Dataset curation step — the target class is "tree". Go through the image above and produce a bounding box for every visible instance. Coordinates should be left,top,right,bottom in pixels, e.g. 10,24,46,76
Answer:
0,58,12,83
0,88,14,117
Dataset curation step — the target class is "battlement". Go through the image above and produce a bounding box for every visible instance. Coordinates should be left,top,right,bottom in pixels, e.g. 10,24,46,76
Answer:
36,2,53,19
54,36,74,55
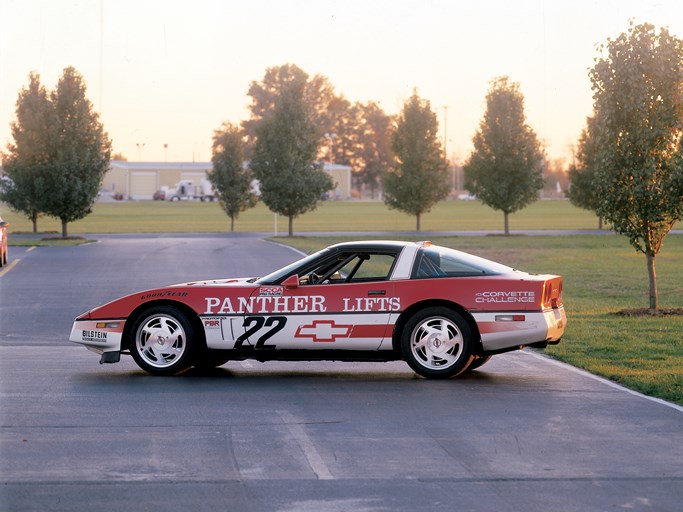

Task goal — Write out all of the records above word for word, but leave out the pictures.

Response to this task —
Dataset curation step — the target class is "tree". Go through the image above and produce a bounding box for every visible instance. Coordinates should be left,top,right,bottom in pixels, e.g. 10,24,46,76
Answer:
0,58,12,83
0,88,14,117
Dataset curation step — the target class is "battlement". Go through the image above and produce a bounding box for every visible instance. Coordinates should be left,top,right,bottom in pixels, e.g. 10,24,46,76
Answer:
36,2,53,19
54,36,74,55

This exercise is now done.